- **Extracted information**:
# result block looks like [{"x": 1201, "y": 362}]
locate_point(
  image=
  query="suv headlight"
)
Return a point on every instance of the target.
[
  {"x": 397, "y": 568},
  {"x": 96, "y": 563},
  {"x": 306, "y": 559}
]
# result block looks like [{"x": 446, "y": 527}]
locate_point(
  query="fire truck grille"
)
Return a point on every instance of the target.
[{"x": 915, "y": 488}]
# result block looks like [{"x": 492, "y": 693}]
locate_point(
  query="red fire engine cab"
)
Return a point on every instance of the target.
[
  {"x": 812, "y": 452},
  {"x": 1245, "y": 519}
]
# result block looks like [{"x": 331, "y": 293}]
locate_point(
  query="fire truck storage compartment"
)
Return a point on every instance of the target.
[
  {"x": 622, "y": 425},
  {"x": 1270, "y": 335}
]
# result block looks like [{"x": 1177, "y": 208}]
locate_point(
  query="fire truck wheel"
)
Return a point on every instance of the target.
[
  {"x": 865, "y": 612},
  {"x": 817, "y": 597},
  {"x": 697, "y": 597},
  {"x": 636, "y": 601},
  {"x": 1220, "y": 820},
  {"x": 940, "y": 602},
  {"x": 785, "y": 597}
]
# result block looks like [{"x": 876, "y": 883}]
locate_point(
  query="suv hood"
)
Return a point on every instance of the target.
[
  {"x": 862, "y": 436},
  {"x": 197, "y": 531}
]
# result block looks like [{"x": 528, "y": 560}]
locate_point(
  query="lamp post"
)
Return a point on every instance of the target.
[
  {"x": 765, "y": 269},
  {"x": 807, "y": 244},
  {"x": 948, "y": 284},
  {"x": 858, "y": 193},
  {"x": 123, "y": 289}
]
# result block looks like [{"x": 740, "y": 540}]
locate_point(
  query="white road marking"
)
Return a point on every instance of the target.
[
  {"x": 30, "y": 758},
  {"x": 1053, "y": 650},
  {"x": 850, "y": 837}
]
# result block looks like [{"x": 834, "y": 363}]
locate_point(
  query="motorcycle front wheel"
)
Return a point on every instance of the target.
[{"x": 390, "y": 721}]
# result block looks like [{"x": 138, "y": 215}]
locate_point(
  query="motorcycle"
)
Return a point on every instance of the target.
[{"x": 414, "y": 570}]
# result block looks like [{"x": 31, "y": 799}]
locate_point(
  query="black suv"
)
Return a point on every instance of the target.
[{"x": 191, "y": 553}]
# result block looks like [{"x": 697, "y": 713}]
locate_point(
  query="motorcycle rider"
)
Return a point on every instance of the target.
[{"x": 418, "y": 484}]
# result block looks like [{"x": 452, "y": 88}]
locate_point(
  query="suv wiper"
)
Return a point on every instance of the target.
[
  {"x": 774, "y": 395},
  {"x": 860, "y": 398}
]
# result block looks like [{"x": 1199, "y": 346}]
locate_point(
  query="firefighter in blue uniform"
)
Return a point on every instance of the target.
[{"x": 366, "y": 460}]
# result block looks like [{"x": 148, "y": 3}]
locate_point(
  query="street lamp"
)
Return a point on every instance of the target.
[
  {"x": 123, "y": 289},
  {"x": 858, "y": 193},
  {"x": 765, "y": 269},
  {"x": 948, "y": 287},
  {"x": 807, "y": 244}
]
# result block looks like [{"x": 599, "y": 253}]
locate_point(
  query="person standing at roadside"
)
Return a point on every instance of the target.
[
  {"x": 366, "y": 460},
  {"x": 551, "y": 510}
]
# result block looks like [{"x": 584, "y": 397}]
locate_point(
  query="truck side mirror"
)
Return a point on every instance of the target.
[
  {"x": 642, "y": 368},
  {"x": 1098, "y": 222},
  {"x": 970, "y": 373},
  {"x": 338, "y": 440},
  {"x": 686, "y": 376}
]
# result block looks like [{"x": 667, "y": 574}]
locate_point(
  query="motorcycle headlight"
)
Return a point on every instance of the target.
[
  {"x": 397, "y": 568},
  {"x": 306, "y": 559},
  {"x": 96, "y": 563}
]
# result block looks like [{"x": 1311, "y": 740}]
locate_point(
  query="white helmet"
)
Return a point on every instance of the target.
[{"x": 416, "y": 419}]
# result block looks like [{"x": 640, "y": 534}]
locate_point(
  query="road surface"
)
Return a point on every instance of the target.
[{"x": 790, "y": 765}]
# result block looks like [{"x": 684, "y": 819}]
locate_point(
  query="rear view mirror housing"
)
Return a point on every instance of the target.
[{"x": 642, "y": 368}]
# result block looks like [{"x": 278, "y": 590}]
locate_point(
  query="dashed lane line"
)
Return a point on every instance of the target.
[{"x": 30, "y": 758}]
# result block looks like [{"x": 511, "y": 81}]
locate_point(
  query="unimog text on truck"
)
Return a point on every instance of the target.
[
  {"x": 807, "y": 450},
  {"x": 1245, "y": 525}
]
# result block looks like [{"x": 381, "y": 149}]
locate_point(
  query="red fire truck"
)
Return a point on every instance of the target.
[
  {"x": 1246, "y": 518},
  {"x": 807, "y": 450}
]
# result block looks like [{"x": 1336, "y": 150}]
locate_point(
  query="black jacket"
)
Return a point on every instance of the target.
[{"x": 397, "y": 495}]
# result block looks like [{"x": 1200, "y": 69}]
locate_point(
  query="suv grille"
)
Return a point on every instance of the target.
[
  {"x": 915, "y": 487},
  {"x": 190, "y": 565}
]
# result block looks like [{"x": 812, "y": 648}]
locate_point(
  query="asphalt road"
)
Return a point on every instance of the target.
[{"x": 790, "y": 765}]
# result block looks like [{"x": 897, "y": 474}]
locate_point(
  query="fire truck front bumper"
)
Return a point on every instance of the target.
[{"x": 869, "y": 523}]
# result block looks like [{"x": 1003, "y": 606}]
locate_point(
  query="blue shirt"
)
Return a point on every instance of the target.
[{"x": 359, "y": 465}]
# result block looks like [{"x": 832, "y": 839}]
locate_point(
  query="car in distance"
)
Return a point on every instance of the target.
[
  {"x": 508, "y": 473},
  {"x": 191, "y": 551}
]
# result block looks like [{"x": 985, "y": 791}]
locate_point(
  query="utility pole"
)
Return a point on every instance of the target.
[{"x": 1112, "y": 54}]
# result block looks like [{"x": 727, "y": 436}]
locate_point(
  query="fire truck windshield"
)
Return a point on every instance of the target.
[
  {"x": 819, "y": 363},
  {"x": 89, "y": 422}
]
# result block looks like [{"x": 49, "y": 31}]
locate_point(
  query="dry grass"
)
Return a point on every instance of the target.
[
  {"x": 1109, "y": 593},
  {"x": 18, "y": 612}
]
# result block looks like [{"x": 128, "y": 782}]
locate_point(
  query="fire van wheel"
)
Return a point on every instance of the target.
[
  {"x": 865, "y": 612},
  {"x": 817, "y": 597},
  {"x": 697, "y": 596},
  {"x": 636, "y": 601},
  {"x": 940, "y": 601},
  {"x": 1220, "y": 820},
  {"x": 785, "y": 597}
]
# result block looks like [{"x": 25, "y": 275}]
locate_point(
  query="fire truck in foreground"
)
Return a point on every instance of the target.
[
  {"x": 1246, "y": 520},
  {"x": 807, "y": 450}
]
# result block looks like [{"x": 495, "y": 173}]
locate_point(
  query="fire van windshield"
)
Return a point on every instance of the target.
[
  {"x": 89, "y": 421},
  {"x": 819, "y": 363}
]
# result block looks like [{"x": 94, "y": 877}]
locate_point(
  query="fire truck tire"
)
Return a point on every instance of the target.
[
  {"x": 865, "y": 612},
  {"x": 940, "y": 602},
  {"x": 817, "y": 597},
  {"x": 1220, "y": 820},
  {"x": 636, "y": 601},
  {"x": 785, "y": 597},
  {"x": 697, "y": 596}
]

- **Set exercise**: Filter the lines above, keeping every line that contains the string "white" and copying each one. Matching is case-sensitive.

- **Solution to this exercise**:
  query="white road marking"
  query="white helmet"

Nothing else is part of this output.